Text shown: Begin

After being rejected by numerous employers and graduate programs, she accepted an unpaid position as a laboratory assistant to a chemist. In 1939, Elion enrolled in a master’s program studying chemistry at New York University. Elion worked as a high school teacher throughout her master’s studies and obtained her M.Sc. in 1941.
In the early 1940s, with many men in the military, new doors opened for women in the sciences. After working as an analytical chemist for a food company, Elion became bored with her work. After a six-month stint in a lab run by Johnson and Johnson, she was hired by Hitchings as his research assistant in 1944.
Hitchings had thought that there must be a more rational approach to drug discovery than the existing trial-and-error method. The pair developed a method of drug design that focused on determining the differences in biochemistry and metabolism between human cells and the disease-causing pathogens. The pair could then design specific chemicals that could kill or inhibit the reproduction of harmful pathogens, without having to harm any healthy human cells.
Using their rational drug design method, Hitchings and Elion successfully developed drugs that are used to treat a variety of different conditions, including leukemia, gout, malaria, meningitis and viral herpes– just to name a few. Researchers around the world quickly copied Elion and Hitchings’s approach to drug design. Within a few years, scientists using the rational drug design method had created medicines to fight the viruses that cause cold sores, chickenpox and shingles. Eventually, they developed azidothymidine (AZT)– the first treatment available for HIV/AIDS.
Elion later wrote, “when we began to see the results of our efforts in the form of new drugs which filled real medical needs and benefited patients in very visible ways, our feeling of reward was immeasurable.”
Later in her career, Elion taught at Duke University and the University of North Carolina at Chapel Hill. In 1967, when Hitchings became vice president in charge of research at Burroughs-Wellcome, Elion succeeded Hitchings in his old job.
In 1976, Hitchings became Scientist Emeritus at Burroughs-Wellcome. He also served as an Adjunct Professor at Duke University between 1970 and 1985. Elion officially retired in 1983, but like Hitchings, she remained working in the laboratory on a part-time basis as Scientist Emeritus.
Throughout their lives, Hitchings and Elion received dozens of awards and honors. Most notably, they received the Nobel Prize in Physiology or Medicine in 1988– an award which they shared with Sir James Black, a Scottish pharmacologist. In 1974, Hitchings became a member of the medicinal Chemistry Hall of Fame and a Foreign Member of the Royal Society.
In 1991, Elion received the National Medal of Science from President George H. W. Bush. That same year, she became the first woman inducted into the National Inventors Hall of Fame for her important work developing a drug called 6-mercaptopurine, which offered new hope in the fight against leukemia. Like Hitchings, Elion also became a Foreign Member of the Royal Society in 1995. While Elion never received a formal PhD, she was awarded an honorary PhD from Polytechnic University of New York in 1989 and an honorary S.D. degree from Harvard University in 1998.
Hitchings died at the age of 92 in 1998. Elion passed away the following year, aged 81.
The work of Elion and Hitchings fundamentally transformed the conventional trial-and-error method of drug discovery. Their rational drug design method has been used to create dozens of different treatments for an array of life-threatening illnesses. Rational drug design has already saved or prolonged untold millions of lives– a number that will only increase as more drug treatments are developed.

Text shown: End
Recorded information: Begin

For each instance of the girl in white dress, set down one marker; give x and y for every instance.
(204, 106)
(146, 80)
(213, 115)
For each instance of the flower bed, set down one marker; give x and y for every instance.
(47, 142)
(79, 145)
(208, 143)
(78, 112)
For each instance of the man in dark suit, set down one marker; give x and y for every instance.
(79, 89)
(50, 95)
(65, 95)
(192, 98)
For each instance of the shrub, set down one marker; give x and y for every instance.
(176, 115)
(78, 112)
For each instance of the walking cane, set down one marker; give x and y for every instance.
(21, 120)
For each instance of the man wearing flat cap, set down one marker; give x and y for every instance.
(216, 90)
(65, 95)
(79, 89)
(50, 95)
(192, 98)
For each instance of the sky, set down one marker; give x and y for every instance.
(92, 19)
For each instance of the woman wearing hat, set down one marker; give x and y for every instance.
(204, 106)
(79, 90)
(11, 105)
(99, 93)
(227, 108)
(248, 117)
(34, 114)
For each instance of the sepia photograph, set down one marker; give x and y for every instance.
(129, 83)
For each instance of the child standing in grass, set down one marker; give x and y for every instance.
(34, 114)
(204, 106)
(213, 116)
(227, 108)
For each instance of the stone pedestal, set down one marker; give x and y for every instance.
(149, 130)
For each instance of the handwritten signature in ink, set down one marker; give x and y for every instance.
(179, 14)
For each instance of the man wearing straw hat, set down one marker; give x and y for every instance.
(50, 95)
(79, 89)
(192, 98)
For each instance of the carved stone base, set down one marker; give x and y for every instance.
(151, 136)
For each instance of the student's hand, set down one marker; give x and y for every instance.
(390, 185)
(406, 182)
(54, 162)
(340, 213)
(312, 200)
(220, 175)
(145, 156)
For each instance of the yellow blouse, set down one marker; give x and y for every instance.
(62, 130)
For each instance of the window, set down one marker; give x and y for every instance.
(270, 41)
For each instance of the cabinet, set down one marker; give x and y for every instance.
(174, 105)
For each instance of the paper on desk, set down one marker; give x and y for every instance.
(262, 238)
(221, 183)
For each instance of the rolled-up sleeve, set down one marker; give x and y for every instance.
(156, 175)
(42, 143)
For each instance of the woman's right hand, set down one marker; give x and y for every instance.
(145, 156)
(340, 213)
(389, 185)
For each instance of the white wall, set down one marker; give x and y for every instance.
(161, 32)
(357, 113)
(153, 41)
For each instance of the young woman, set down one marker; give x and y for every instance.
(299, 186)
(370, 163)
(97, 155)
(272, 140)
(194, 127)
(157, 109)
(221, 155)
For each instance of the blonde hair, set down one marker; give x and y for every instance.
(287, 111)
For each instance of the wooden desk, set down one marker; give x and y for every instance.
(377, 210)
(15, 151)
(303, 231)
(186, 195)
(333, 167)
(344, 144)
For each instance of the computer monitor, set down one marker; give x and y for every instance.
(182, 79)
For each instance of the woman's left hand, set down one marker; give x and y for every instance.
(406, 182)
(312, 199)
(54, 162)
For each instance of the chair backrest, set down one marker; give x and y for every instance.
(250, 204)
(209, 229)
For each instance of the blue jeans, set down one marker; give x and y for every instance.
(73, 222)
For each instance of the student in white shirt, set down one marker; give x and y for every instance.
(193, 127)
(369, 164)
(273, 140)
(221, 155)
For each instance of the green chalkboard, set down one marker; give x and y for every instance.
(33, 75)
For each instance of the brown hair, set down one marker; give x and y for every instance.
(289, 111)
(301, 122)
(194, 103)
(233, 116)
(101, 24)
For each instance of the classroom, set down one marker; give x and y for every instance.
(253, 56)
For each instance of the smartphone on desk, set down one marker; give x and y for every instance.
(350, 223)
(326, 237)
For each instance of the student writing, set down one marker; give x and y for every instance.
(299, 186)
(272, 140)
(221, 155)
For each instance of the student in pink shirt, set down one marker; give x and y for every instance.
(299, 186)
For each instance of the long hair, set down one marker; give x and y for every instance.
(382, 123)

Recorded information: End

**Required tasks:**
(A) List every university named in the text about Elion and Hitchings.
(B) Reproduce word for word the part of the text about Elion and Hitchings starting at "The work of" and ending at "treatments are developed.".
The records have no connection to the text about Elion and Hitchings.

**Per-task outputs:**
(A) New York University, Duke University, the University of North Carolina at Chapel Hill, Polytechnic University of New York, Harvard University

(B)
The work of Elion and Hitchings fundamentally transformed the conventional trial-and-error method of drug discovery. Their rational drug design method has been used to create dozens of different treatments for an array of life-threatening illnesses. Rational drug design has already saved or prolonged untold millions of lives– a number that will only increase as more drug treatments are developed.